# Aim of the exercise
Start to finish, repeat the records exactly.

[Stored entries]

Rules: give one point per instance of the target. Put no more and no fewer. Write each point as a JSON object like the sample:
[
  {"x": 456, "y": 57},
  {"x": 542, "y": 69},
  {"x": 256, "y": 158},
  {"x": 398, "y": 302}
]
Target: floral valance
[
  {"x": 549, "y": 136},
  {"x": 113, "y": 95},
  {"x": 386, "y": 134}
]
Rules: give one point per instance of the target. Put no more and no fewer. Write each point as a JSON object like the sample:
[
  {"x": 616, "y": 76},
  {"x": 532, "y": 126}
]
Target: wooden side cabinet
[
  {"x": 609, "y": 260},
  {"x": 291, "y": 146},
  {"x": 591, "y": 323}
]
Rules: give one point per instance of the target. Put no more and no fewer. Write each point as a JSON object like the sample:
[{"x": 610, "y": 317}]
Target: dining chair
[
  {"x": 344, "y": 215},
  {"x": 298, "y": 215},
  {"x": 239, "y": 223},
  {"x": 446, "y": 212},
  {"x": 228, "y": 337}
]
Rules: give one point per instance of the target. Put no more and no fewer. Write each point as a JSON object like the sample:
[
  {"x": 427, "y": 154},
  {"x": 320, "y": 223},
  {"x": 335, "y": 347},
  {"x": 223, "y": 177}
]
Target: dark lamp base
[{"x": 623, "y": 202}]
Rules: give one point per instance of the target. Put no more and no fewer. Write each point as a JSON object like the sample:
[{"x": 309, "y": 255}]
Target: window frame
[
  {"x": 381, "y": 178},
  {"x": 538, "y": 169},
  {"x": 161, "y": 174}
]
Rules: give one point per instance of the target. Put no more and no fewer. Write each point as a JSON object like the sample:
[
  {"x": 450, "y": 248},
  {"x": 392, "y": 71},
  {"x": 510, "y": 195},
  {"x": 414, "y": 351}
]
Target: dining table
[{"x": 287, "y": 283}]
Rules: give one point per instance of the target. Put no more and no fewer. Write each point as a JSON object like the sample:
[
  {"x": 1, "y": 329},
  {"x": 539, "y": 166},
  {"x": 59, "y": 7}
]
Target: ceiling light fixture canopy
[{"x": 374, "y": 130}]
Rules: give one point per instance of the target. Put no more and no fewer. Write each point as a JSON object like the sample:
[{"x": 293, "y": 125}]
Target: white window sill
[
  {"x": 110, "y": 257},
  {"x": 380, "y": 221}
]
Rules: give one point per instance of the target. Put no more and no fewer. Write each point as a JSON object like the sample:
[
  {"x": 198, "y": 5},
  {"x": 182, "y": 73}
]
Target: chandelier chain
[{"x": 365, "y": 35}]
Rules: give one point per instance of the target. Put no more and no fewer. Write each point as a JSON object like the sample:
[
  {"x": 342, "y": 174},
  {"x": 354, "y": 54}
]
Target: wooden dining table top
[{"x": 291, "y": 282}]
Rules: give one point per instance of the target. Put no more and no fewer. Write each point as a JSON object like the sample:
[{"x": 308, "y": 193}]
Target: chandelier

# Task answer
Rules: give one point per instance of the target. Put no more and no fewer. Write each point as a JSON object like the sample:
[
  {"x": 456, "y": 57},
  {"x": 542, "y": 69},
  {"x": 256, "y": 158},
  {"x": 398, "y": 302}
]
Target: floral valance
[
  {"x": 549, "y": 136},
  {"x": 113, "y": 95},
  {"x": 386, "y": 134}
]
Rules: give one point per instance of the target. Put no more and no fewer. Write each point as a JSON object like the sample:
[
  {"x": 616, "y": 76},
  {"x": 532, "y": 126}
]
Target: wooden side cabinet
[
  {"x": 609, "y": 260},
  {"x": 291, "y": 146},
  {"x": 591, "y": 323}
]
Rules: give one point per instance of the target. Put no more and no fewer. Write each point as a JSON object like the sample:
[{"x": 610, "y": 317}]
Target: dining chair
[
  {"x": 344, "y": 215},
  {"x": 298, "y": 215},
  {"x": 239, "y": 223},
  {"x": 446, "y": 212},
  {"x": 228, "y": 337}
]
Rules: give one point per instance of the target. Put no more and no fewer. Write each point as a JSON object like the sample:
[
  {"x": 427, "y": 154},
  {"x": 320, "y": 223},
  {"x": 335, "y": 347},
  {"x": 223, "y": 177}
]
Target: dark lamp base
[{"x": 623, "y": 202}]
Rules: give one point per instance of the target. Put no more and no fewer. Write each point as a JSON object like the sample:
[{"x": 309, "y": 255}]
Target: window frame
[
  {"x": 381, "y": 178},
  {"x": 538, "y": 169},
  {"x": 161, "y": 174}
]
Rules: give one point per instance of the target. Put no more and no fewer. Write each point as a JSON object like the sample:
[
  {"x": 450, "y": 248},
  {"x": 392, "y": 71},
  {"x": 510, "y": 195},
  {"x": 414, "y": 351}
]
Target: dining table
[{"x": 287, "y": 283}]
Rules: give one point per instance of the target. Put no more and no fewer. Write each point as a JSON object like the sample:
[
  {"x": 1, "y": 329},
  {"x": 539, "y": 166},
  {"x": 59, "y": 7}
]
Target: ceiling light fixture canopy
[{"x": 374, "y": 130}]
Rules: give one point per instance of the target. Put no more and no fewer. Write each point as a JSON object like the sample:
[{"x": 293, "y": 125}]
Target: white window sill
[
  {"x": 110, "y": 257},
  {"x": 380, "y": 221}
]
Rules: give one point per instance of the target. Put no more and no fewer. Write each point as a JSON object like the sample:
[
  {"x": 198, "y": 5},
  {"x": 182, "y": 73}
]
Target: chandelier chain
[{"x": 365, "y": 35}]
Rules: give one point per instance of the target. Put no more and no fewer. Write each point as a JSON object like the sample:
[
  {"x": 342, "y": 174},
  {"x": 354, "y": 54}
]
Target: wooden dining table top
[{"x": 291, "y": 282}]
Rules: give one point per instance of the target. Put no more and no fewer. Write each point as a JSON object like the sample:
[{"x": 308, "y": 193}]
Target: chandelier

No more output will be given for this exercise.